Extracted text –
----------------------------------------
Here, the Court concludes that the ALJ gave valid reasons for discounting Dr. Cronk's opinions indicated on the September 11, 2013 Medical Source Statement, to the extent those opinions limited Plaintiff such that she could not perform simple, routine, and repetitive tasks requiring no interaction with the public and only occasional interaction with co-workers. As the ALJ found, those opinions contradict Dr. Cronk's own course of relatively conservative treatment, and her treatment notes from when she first began seeing Plaintiff in July 2012 until the end of 2013. These notes paint a fairly consistent picture of Plaintiff as responding well to treatment and coping relatively well with her depression and anxiety. As highlighted in Defendant's Statement of Additional Facts, Dr. Cronk's treatment notes report numerous times that Plaintiff was had an "appropriate mood and affect" and "normal judgment," and was "stable" and in "no acute distress." In addition Dr. Cronk's opinions expressed on the Medical Source Statement are not consistent with Dr. Cronk's own diagnosis of a GAF of 62, which indicates only mild impairment in functional areas.
The discounted opinions are also inconsistent with Plaintiff's daily activities, and with her ability to work in the past, work she left because she found it too physically taxing. See Rolfson v. Colvin, 45 F. Supp. 3d 931, 944 (N.D. Iowa 2014) (affirming the denial of disability benefits where despite the plaintiff's alleged social anxiety, he still visited with friends, looked for employment, and attended church, sporting events, and family gatherings).
----------------------------------------
Exercise A –
Echo the court excerpt on Dr. Cronk's opinions word for word, between "The discounted opinions" and "and family gatherings).", inclusive.
Exercise B –
Answer these questions using the court excerpt on Dr. Cronk's opinions, one answer per line, marked like the questions:
(i) In what month and year did Dr. Cronk first begin seeing Plaintiff?
(ii) What GAF score did Dr. Cronk diagnose?
(iii) Why did Plaintiff leave her past work?
Exercise C –
List every phrase that the court excerpt quotes from Dr. Cronk's treatment notes.

Saved entries
----------------------------------------
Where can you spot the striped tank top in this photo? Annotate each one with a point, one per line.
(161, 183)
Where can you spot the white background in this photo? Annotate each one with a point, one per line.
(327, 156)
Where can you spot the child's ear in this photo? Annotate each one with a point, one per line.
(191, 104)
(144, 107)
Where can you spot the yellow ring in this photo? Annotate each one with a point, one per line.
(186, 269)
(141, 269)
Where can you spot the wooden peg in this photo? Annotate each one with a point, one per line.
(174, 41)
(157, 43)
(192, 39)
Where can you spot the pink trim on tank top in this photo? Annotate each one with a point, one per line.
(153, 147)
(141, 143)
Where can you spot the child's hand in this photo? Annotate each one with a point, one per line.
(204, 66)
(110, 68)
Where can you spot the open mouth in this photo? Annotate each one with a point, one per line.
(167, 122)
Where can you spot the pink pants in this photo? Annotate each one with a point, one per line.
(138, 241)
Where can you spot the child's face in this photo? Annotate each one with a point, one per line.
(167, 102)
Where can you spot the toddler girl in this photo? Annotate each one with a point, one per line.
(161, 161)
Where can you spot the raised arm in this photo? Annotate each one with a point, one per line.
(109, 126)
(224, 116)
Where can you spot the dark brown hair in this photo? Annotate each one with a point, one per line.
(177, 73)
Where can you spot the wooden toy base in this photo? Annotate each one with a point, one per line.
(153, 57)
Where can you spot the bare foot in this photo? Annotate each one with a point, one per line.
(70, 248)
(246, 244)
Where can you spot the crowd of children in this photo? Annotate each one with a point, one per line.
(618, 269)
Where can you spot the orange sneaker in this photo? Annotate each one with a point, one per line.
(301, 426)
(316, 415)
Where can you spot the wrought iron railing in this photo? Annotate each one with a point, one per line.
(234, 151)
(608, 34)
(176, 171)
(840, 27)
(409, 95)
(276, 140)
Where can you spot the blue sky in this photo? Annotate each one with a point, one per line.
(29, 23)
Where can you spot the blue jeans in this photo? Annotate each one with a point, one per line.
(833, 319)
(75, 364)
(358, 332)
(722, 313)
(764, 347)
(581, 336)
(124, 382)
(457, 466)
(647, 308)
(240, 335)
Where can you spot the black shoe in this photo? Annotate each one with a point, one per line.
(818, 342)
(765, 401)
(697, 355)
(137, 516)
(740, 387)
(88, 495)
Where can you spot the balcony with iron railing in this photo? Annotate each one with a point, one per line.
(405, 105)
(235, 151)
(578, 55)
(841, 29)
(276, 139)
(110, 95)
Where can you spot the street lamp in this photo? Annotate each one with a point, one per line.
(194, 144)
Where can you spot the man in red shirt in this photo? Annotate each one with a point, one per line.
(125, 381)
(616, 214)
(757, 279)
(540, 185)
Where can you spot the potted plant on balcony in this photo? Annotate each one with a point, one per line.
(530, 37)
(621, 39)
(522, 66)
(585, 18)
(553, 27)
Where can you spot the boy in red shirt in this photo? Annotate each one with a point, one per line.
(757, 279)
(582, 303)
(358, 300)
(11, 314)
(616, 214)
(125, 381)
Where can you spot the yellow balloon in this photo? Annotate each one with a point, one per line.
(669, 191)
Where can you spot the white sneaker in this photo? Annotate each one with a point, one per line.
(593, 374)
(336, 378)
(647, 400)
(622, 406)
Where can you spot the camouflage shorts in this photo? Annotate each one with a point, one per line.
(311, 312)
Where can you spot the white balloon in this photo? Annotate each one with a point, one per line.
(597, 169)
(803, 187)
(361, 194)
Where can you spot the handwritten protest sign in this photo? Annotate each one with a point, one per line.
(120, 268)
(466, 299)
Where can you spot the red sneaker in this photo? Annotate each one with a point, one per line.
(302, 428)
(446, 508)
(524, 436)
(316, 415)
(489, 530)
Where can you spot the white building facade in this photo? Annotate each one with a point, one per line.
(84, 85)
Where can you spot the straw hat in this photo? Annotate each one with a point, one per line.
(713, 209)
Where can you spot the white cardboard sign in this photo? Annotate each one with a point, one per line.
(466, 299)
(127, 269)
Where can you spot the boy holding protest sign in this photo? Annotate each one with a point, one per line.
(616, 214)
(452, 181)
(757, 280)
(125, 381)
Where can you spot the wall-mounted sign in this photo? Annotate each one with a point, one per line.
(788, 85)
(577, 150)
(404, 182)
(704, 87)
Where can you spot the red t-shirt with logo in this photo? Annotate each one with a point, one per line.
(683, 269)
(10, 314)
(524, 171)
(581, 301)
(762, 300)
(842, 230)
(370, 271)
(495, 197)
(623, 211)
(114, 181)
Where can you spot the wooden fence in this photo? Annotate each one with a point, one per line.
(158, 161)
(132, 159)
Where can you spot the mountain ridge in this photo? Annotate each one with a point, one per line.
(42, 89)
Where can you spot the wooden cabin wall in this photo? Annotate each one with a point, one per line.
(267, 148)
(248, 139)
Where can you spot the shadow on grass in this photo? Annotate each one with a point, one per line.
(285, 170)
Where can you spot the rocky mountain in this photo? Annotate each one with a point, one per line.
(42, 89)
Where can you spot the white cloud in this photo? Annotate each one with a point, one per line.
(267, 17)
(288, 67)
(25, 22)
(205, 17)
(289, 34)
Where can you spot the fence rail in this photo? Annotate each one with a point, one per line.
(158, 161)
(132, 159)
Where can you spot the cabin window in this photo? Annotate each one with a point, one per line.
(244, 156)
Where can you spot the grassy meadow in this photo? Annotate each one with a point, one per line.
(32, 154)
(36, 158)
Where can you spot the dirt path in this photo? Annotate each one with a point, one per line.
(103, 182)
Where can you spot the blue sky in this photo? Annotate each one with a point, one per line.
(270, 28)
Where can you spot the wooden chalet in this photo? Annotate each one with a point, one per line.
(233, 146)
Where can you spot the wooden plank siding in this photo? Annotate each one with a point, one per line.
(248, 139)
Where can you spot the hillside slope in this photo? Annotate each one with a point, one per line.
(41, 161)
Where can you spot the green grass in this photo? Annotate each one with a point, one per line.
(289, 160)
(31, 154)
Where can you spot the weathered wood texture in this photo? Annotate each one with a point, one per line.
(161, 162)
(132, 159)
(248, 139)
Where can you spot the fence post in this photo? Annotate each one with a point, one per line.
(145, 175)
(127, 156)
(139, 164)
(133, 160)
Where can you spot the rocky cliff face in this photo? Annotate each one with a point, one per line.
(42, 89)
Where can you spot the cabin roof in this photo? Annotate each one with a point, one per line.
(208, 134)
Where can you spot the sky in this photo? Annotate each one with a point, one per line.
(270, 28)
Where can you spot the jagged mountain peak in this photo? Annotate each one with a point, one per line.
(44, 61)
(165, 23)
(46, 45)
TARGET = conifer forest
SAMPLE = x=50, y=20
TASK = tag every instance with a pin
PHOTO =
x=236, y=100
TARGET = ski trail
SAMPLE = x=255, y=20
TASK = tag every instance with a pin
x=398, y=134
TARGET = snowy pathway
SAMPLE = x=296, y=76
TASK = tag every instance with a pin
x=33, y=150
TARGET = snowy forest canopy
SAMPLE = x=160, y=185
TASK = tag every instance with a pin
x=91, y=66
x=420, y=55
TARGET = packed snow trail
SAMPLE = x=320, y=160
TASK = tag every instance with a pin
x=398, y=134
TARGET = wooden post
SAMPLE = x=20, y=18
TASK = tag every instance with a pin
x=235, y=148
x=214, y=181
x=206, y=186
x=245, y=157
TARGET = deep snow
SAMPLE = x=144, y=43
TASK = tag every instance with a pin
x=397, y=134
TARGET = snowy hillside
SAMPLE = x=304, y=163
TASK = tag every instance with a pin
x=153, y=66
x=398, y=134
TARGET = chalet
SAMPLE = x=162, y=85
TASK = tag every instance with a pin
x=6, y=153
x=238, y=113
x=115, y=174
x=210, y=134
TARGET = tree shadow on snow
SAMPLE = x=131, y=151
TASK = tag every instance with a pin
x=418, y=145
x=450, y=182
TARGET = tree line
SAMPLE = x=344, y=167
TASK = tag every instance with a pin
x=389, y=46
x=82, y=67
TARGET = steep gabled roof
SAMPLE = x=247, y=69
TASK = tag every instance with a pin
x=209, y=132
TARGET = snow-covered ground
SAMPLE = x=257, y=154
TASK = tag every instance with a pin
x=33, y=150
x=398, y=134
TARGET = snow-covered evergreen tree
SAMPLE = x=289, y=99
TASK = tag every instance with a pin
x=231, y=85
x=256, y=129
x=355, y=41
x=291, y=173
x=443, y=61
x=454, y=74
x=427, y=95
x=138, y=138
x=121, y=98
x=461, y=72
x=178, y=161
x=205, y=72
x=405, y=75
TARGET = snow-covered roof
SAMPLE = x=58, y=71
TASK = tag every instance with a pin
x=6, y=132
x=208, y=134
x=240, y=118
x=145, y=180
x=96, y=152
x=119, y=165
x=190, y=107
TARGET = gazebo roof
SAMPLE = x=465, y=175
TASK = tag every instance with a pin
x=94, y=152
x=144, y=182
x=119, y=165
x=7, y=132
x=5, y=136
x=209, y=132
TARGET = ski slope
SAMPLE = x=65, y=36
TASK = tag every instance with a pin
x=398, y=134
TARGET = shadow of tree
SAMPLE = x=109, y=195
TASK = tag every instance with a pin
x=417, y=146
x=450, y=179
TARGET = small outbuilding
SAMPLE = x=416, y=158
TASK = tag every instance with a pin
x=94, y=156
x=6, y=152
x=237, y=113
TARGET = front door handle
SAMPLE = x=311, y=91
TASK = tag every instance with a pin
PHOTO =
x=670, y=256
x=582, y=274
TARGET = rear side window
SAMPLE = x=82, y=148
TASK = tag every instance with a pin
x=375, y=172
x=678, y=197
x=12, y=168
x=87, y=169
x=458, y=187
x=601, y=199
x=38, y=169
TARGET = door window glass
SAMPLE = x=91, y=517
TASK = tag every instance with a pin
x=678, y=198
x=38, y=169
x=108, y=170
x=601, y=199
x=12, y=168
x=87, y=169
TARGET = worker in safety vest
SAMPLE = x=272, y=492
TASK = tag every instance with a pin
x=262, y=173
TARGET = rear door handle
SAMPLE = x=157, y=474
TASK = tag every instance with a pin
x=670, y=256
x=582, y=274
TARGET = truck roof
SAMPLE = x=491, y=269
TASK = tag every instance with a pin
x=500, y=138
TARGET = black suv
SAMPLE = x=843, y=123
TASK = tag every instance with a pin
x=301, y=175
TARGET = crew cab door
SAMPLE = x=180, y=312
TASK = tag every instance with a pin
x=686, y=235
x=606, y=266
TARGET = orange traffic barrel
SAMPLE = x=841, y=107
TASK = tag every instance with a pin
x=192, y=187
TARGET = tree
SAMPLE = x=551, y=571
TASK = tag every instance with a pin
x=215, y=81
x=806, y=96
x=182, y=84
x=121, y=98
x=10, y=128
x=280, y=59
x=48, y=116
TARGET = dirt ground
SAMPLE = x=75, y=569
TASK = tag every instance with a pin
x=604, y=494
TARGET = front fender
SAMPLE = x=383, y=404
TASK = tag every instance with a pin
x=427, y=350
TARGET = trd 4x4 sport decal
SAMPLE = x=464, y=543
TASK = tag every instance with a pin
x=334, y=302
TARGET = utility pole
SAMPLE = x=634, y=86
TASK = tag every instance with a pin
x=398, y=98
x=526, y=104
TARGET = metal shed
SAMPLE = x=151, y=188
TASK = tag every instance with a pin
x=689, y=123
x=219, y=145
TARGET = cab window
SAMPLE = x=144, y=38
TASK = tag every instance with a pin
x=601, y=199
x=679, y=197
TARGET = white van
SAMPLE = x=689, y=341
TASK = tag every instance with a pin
----------------------------------------
Task response A –
The discounted opinions are also inconsistent with Plaintiff's daily activities, and with her ability to work in the past, work she left because she found it too physically taxing. See Rolfson v. Colvin, 45 F. Supp. 3d 931, 944 (N.D. Iowa 2014) (affirming the denial of disability benefits where despite the plaintiff's alleged social anxiety, he still visited with friends, looked for employment, and attended church, sporting events, and family gatherings).

Task response B –
(i) July 2012
(ii) 62
(iii) She found it too physically taxing.

Task response C –
- "appropriate mood and affect"
- "normal judgment"
- "stable"
- "no acute distress"